What to work on: Copy the data exactly as it appears, and do not include any pictures.
[Start of section]
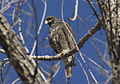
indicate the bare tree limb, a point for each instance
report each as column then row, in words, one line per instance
column 76, row 10
column 24, row 66
column 68, row 53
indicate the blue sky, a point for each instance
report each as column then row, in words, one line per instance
column 89, row 49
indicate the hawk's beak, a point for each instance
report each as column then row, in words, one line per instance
column 46, row 22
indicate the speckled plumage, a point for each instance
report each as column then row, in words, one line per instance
column 61, row 38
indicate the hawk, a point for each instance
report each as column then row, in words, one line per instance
column 61, row 38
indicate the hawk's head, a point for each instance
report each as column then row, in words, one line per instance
column 50, row 20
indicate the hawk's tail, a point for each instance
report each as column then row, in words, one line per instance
column 68, row 72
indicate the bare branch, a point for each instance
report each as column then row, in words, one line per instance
column 76, row 10
column 95, row 12
column 43, row 17
column 68, row 53
column 17, row 55
column 19, row 26
column 2, row 51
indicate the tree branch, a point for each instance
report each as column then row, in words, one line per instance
[End of section]
Answer box:
indicate the bare tree limb, a point for each instance
report each as column then row, in words, one line per instance
column 76, row 10
column 24, row 66
column 68, row 53
indicate the blue sky, a point for each instance
report each as column then row, in words, one line per instance
column 89, row 49
indicate the hawk's beak, a point for each instance
report each as column then row, in words, one line per instance
column 46, row 22
indicate the speckled plumage, a point for each instance
report each as column then row, in words, one line per instance
column 61, row 38
indicate the hawk, a point for each instance
report each as column then row, in words, one line per instance
column 61, row 38
indicate the hawk's head, a point for each instance
report each as column then row, in words, one line per instance
column 50, row 20
indicate the hawk's tail, a point for each instance
report each as column then row, in words, one line per instance
column 68, row 72
indicate the bare branch, a point for each instance
report each as column then row, in words, one line per instance
column 76, row 10
column 95, row 12
column 43, row 17
column 68, row 53
column 17, row 55
column 19, row 26
column 2, row 51
indicate the tree branch, a point for each instance
report each as column then row, in words, one line per instance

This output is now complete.